**Directions**
**A)** In the text about the Swingin' Medallions, what honor did McElrath receive in 2008?
**B)** Pick up the text about the Swingin' Medallions after its final sentence and carry it on.

Convinced that they knew their audience, they printed 500 copies of their rowdier arrangement and delivered them to radio stations. Lowery soon agreed and sold the song to Smash Records. 

Although the song was already a hit all over the South, Smash still wanted changes to lyrics that they deemed too racy for mainstream radio. Oddly, the company released the record in regional increments ahead of the band’s tour dates instead of a national release. “Double Shot” hit number one in every market at various times, but the strategy caused fluctuations that prevented it from ever hitting Number One nationally.

“Double Shot” moved quickly up both the Cashbox and Billboard charts to #17 nationally, staying on the charts for 23 consecutive weeks and becoming a million-seller. Follow-up singles charted at #71 and at #107.

They Don’t Bottle That Stuff

With the lightning in a bottle that was “Double Shot,” the band soon began moving in rarefied circles. In California, they played at a birthday party for Frank Sinatra’s daughter Tina. Sinatra gifted them with two brand-new amps to keep the party going when one of theirs failed. 

When they opened for a crowd of 28,000 people at the Atlanta Braves’ Fulton County Stadium, James Brown and his band watched their opening performance from the Braves dugout. Brown told members of his band to watch the Medallions’ horn section and take notes on how they moved. They later learned that it was Brown who recommended the Medallions to Smash Records, his own label at the time.

A-Plenty Enough

Their influence on modern culture appears on stages great and small. The late, beloved writer and humorist Lewis Grizzard wrote, “Even today, when I hear the Swingin’ Medallions sing “Double Shot of My Baby’s Love,” it makes me want to stand outside in the hot sun with a milkshake cup full of beer in one hand and a slightly-drenched nineteen-year-old coed in the other.” Chicago Tribune columnist and best-selling author Bob Greene described hearing “Double Shot” playing over the sound system (and records for sale) in the Smithsonian. They’ve even performed with one of their biggest fans, Bruce Springsteen.

In 2008, McElrath received the Order of the Palmetto, South Carolina’s highest civilian honor. The band has been inducted into the Carolina Beach Music Hall of Fame and the Georgia Music Hall of Fame.

 It’s a Good Thing for Me

The Medallions are a living testament to the bottomless well of musical talent in Greenwood County. Through the years, band members came and went, finding new careers, sometimes returning to play, and sometimes handing the mantle to their children.

**Information shown**
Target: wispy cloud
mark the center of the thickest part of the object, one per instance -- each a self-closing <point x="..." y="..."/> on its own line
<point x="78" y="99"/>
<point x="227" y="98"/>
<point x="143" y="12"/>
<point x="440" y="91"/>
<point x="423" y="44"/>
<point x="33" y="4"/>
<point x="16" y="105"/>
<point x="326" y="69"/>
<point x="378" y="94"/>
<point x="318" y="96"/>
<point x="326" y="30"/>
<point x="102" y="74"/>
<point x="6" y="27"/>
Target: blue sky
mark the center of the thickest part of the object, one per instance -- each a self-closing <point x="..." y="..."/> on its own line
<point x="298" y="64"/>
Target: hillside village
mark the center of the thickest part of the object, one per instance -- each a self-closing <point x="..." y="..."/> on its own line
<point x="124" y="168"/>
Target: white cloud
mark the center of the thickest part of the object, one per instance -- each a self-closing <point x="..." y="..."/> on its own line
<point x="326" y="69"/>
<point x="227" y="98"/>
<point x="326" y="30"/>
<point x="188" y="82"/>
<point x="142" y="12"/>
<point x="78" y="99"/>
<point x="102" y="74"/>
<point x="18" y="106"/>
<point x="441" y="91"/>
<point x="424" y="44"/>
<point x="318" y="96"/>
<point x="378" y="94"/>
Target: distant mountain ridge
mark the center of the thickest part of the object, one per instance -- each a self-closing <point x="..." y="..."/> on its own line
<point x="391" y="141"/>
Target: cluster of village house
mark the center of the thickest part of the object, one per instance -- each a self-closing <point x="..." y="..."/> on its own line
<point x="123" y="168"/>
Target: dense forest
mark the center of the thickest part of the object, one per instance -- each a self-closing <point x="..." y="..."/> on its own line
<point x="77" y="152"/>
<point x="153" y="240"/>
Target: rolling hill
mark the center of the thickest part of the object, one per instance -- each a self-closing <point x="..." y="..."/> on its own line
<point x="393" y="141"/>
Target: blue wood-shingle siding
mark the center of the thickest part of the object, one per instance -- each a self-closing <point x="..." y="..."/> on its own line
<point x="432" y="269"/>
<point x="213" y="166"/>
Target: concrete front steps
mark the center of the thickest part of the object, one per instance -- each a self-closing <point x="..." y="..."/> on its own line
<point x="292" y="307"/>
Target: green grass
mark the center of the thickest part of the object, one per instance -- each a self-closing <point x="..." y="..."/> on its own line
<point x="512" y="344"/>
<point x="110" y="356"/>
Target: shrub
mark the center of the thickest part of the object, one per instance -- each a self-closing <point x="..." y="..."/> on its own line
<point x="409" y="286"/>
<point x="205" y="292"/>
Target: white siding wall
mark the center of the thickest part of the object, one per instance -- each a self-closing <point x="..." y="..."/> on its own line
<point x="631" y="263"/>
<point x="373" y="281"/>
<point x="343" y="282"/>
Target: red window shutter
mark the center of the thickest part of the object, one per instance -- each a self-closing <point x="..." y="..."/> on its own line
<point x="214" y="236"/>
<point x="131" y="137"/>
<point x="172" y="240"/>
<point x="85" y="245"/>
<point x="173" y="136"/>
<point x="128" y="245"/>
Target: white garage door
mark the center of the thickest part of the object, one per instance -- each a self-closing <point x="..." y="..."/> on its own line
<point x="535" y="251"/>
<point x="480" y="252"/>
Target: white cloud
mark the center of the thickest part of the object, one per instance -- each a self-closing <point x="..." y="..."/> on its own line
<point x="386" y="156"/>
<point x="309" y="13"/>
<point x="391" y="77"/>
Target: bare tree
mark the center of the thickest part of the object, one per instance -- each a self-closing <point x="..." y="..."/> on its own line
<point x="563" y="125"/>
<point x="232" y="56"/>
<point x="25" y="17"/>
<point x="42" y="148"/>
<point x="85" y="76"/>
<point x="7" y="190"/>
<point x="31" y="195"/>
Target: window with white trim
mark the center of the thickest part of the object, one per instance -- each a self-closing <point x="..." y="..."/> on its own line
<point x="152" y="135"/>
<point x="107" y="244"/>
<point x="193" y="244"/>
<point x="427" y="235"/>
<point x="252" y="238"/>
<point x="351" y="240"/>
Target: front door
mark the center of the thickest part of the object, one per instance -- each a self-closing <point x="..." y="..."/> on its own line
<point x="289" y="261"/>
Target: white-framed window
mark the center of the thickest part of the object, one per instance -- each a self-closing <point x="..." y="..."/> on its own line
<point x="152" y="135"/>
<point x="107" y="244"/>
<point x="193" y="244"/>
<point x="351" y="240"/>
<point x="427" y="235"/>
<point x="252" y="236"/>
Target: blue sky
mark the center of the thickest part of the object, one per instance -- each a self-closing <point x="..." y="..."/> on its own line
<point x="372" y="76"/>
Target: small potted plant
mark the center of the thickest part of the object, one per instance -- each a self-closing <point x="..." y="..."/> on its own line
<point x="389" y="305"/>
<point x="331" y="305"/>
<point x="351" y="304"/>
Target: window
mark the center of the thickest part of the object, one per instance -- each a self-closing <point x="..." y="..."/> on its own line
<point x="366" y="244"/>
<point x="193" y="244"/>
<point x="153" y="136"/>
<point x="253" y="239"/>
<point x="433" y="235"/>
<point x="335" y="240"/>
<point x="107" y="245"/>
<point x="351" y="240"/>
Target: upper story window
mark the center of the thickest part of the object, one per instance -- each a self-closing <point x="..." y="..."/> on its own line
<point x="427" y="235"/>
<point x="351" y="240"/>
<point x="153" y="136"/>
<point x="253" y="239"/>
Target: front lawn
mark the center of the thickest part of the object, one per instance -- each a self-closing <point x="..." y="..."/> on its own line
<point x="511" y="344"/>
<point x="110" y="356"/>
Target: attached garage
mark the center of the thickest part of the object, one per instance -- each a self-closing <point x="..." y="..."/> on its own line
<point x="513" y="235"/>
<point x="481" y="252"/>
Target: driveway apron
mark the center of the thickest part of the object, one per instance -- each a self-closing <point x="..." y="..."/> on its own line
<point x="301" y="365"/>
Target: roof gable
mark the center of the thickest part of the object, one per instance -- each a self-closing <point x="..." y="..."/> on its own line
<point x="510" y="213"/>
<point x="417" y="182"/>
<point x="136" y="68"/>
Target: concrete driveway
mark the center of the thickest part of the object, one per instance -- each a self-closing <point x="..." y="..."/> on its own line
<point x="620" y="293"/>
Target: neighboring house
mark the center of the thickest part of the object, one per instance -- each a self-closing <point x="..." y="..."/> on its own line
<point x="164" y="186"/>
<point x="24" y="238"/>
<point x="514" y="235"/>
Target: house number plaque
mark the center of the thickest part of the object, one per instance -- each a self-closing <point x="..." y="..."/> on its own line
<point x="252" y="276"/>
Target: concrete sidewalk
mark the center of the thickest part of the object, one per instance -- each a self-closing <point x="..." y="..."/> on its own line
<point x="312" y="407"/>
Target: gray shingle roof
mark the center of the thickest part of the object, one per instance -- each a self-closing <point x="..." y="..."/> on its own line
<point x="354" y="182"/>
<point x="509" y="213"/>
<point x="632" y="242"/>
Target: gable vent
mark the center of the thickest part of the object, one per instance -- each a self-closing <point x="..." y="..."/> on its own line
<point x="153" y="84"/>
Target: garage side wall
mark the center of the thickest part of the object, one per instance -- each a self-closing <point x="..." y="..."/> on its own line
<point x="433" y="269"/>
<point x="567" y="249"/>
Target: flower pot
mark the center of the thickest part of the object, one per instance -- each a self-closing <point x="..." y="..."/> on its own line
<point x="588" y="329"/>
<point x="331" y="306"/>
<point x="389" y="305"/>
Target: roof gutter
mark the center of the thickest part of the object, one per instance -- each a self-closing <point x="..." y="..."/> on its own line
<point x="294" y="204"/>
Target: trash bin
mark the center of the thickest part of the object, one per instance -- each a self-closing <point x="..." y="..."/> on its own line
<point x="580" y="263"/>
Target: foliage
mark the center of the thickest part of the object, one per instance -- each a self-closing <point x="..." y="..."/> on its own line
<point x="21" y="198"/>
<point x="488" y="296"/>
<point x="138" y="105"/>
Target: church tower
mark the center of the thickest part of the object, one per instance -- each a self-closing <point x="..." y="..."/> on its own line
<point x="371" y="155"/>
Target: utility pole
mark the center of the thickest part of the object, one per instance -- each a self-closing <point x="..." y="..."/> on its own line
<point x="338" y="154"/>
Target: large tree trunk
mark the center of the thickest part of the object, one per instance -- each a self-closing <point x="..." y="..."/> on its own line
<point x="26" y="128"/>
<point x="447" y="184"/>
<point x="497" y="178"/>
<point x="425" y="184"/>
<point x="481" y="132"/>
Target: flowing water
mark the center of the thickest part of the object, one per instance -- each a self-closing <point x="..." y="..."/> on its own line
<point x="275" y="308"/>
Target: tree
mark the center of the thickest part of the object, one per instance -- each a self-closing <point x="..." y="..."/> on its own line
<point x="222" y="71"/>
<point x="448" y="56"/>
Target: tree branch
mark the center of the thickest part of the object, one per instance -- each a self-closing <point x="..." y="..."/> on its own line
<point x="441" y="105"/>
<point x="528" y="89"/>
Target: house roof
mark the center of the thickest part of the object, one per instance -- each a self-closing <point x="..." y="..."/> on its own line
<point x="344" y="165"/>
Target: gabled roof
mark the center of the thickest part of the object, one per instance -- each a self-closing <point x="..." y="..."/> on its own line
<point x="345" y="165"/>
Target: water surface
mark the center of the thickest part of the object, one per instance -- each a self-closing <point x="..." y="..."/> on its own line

**Results by task**
**A)** The Order of the Palmetto, South Carolina's highest civilian honor.

**B)**
Original drummer Joe Morris left the band in the ‘60s but still sometimes travels with them. He was replaced by Michael Huey, a legendary drummer for Glenn Frey, Joe Walsh, Etta James and Lindsey Buckingham, among others. Former drummer Robby Cox still manages the band, along with other high-profile acts through his Nashville management company. Carroll Bledsoe has written a memoir, An Insider’s History of the Swingin’ Medallions.

Jake Bartley, who fronts the all-star Jake Bartley Band, has played with the Medallions, as did his father, Hack Bartley. Ashby Stokes, a foundational member of Greenwood’s music scene, was inspired to a career in music after watching Medallions’ rehearsals in his neighborhood. Stokes went on to a successful career as a recording artist in New York before returning to Greenwood.

The band still performs throughout the South, with a mix of long-time and newer members. 

John McElrath, the glue that held the Medallions together for decades, became a youth director for the YMCA but continued to play, teach and encourage young musicians. He passed away in 2018, but his sons Shawn and Shane carry on the legacy, along with their cousin John Smith Buchan. Other members include Chris Crowe, Josh Snelling, Paul Perkins, Ronnie Goldman, Joe Morris and Richard Loper. 

The band was serious about music, and about business, but seemed to know instinctively that performing was all about fun. A chance for people to let go, come together, sing out loud—those were the reasons people came to the shows. And the band was the mechanism for making it all happen, then, now and tomorrow.